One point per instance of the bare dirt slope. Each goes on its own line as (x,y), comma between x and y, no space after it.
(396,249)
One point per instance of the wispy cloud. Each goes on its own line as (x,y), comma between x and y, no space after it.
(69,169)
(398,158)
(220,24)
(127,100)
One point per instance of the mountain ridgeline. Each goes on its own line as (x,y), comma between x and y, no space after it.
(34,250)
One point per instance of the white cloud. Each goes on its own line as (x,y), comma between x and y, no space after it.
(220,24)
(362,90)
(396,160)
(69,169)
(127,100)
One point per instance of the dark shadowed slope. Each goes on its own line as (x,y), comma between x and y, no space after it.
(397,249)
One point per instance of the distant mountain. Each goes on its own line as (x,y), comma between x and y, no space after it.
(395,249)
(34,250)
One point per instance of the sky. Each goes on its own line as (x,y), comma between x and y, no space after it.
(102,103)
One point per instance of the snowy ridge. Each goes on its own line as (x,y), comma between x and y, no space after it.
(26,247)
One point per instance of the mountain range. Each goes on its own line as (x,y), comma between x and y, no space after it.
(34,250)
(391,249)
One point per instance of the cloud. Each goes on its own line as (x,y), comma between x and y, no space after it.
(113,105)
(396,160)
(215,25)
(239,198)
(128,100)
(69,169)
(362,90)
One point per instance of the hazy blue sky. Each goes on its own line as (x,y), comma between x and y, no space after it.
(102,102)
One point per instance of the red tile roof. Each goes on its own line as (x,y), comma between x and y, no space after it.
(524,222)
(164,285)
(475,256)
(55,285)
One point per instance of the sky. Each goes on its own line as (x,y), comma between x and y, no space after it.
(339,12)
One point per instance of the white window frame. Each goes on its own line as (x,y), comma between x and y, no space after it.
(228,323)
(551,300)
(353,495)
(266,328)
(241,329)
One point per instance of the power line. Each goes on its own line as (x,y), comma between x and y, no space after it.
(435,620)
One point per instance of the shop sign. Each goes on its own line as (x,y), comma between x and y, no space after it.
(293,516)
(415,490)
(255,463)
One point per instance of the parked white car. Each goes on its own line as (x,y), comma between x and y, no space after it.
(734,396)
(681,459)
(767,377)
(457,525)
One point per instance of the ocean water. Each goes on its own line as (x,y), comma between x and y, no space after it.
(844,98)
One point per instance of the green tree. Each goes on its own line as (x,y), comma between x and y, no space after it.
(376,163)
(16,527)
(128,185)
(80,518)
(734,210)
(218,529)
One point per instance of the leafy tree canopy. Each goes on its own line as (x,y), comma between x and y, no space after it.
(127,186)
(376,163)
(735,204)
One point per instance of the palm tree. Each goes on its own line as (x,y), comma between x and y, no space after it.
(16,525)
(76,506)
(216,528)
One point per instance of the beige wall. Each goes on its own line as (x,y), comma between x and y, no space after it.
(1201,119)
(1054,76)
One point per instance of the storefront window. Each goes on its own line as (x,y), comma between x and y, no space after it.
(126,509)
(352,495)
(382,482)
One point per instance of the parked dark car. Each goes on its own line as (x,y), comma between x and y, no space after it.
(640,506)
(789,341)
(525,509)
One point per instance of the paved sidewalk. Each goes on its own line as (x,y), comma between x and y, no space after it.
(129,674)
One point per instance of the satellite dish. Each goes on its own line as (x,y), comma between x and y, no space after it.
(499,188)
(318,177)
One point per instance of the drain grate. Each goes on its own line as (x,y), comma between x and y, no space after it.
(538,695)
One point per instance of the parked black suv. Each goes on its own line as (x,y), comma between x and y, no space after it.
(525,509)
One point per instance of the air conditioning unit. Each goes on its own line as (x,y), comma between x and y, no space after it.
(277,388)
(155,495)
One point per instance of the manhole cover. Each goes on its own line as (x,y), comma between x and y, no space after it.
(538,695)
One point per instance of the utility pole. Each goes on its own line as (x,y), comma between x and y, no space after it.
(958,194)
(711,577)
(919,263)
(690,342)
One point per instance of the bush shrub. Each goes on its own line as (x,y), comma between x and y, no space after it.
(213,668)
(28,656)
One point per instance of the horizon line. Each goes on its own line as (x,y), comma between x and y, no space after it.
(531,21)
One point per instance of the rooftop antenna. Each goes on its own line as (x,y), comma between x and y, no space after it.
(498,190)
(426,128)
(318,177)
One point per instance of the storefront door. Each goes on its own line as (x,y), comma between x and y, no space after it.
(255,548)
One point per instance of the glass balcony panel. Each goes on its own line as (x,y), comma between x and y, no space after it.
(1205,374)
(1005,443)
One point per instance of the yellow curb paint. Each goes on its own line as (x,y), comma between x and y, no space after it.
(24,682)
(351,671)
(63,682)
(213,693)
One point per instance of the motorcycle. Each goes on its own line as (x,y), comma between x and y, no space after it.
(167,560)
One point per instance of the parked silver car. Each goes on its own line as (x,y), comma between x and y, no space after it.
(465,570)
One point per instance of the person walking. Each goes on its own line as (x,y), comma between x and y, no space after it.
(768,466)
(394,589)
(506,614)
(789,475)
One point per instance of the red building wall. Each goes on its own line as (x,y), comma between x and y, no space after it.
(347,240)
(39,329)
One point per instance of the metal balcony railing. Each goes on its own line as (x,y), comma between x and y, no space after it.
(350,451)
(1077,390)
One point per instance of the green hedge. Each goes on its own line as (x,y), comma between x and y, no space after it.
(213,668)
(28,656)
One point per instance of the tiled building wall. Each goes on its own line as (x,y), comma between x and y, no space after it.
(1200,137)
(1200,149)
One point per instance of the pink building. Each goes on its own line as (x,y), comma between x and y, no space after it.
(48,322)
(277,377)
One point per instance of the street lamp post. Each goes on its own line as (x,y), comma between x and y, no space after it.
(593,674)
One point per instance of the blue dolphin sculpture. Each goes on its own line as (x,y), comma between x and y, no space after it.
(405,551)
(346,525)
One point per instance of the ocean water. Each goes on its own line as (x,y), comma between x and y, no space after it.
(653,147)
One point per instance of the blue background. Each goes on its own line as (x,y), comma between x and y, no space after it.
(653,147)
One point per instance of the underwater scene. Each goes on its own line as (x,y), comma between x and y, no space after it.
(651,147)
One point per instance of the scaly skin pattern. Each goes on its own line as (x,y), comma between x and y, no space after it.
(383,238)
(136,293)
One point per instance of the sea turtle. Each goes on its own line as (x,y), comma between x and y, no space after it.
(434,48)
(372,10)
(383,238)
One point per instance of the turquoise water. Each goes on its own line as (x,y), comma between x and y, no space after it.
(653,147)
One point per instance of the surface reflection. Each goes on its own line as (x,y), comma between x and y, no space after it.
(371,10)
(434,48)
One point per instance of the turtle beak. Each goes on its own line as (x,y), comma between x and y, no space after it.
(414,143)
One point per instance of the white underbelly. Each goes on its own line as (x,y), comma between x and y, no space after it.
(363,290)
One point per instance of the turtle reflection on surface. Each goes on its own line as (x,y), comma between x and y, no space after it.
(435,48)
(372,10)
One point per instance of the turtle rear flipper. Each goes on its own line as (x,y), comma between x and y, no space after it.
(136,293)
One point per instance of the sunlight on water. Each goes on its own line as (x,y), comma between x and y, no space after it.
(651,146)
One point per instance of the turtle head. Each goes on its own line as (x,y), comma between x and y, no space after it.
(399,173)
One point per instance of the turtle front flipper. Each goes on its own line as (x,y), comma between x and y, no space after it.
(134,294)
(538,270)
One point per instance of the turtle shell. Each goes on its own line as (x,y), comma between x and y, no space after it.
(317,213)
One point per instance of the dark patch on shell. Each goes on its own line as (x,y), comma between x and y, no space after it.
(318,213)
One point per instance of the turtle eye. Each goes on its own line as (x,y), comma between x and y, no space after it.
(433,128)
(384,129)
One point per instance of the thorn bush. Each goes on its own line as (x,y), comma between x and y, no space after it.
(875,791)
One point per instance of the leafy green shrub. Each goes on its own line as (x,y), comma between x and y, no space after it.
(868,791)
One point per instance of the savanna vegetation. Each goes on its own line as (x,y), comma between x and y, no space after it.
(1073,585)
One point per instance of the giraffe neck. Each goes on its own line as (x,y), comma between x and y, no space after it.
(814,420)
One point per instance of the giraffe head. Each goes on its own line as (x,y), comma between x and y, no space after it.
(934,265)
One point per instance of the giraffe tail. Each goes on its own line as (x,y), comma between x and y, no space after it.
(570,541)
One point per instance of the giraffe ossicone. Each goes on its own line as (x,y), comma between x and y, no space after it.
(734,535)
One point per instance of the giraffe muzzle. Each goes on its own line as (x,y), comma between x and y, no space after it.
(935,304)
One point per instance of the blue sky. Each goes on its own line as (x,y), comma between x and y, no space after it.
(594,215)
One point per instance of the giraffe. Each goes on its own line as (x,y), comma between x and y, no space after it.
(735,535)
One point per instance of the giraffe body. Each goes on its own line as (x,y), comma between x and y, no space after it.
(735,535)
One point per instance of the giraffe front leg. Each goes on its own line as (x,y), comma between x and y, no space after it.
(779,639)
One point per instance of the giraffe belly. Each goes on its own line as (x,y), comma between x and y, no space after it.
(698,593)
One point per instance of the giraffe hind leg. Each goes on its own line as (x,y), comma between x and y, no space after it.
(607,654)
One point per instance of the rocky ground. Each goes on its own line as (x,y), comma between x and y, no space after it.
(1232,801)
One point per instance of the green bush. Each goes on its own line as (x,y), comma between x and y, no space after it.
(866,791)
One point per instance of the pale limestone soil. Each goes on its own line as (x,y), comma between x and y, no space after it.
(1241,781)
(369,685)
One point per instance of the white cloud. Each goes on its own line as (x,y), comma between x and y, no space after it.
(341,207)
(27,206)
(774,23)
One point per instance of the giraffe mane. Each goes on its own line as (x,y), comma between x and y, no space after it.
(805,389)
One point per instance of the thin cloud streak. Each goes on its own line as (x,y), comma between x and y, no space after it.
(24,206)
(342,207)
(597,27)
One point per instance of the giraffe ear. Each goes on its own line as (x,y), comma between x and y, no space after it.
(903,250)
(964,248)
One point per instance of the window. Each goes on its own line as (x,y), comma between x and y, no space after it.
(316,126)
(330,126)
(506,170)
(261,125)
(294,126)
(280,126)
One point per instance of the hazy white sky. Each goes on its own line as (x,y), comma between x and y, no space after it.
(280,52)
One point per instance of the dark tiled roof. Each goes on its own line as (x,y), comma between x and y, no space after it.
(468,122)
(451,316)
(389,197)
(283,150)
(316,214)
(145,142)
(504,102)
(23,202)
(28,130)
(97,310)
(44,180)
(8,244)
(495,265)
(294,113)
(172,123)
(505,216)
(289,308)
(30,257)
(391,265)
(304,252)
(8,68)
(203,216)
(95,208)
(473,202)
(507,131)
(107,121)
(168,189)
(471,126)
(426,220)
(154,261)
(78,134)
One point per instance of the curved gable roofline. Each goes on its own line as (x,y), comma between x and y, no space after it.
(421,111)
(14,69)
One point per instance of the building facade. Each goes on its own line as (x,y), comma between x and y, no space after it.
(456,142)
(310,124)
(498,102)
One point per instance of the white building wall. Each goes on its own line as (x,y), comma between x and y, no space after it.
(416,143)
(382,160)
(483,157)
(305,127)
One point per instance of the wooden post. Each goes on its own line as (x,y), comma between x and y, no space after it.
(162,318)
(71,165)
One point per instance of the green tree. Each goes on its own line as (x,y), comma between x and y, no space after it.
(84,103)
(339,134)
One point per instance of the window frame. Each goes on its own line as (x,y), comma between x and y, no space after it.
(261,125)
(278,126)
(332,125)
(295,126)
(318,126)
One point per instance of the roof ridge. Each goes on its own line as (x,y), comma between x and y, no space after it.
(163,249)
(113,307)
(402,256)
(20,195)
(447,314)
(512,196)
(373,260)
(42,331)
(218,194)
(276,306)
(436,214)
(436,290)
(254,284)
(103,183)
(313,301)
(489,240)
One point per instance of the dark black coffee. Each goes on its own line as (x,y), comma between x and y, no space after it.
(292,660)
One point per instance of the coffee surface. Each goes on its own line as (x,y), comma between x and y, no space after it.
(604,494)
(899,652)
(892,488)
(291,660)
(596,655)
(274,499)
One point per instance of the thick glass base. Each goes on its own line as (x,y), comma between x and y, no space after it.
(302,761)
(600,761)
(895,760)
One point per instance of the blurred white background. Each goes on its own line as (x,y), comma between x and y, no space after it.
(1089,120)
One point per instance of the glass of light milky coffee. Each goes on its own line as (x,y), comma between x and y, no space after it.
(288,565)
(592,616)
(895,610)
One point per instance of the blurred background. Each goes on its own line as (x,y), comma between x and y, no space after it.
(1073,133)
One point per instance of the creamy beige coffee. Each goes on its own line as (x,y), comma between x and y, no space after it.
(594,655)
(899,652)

§ **Objective**
Only the lines from the one holding "One point per instance of the building" through the end of the listing should be given again, exactly and with both ends included.

§ **Worked solution**
One point per instance of the building facade. Each goes on its own line as (x,y), comma between x and y, no space after it.
(456,142)
(310,124)
(498,102)
One point per instance of the white building wall. Each goes on its own line as (x,y), comma between x and y, no space after it.
(416,143)
(382,160)
(483,157)
(305,127)
One point per instance of the wooden post. Each goes on its own line as (x,y), comma between x and y, no space after it.
(162,318)
(71,165)
One point per instance of the green tree. Each goes on its own line as (x,y), comma between x and y, no space after it.
(84,103)
(339,134)
One point per instance of the window frame. Each goes on its own line as (x,y), comma between x and y, no space after it.
(261,125)
(278,126)
(332,125)
(295,126)
(318,126)
One point per instance of the roof ridge. Each goes on its own line as (x,y), comma between x and y, no space after it.
(163,249)
(113,307)
(402,256)
(20,195)
(447,314)
(512,196)
(373,260)
(42,331)
(218,194)
(276,306)
(436,214)
(436,290)
(254,284)
(103,183)
(313,301)
(489,240)
One point per instance of the dark black coffee. Each goes on its own line as (x,y), comma between x and y, no space after it.
(292,660)
One point per instance of the coffee surface. Each goes on its own line as (x,y), comma between x and y, no space after it.
(604,494)
(899,652)
(892,488)
(291,660)
(596,655)
(274,499)
One point per instance of the thick glass base. Each goes on its own line as (x,y), comma between x and y, no space after it.
(302,761)
(600,761)
(895,760)
One point per instance of the blurred white background. Each goes on its own line as (x,y), comma between x and y, no space after it.
(1089,120)
One point per instance of the glass of light milky coffee. Each goes on its own line as (x,y), comma between x and y, no space after it.
(288,565)
(592,616)
(895,610)
One point per instance of the blurred background. Each goes on its own line as (x,y), comma between x and y, no space after it.
(1073,133)
One point per instance of the creamy beige coffee. Each goes on its own line as (x,y), comma between x and y, no space after it.
(594,655)
(899,652)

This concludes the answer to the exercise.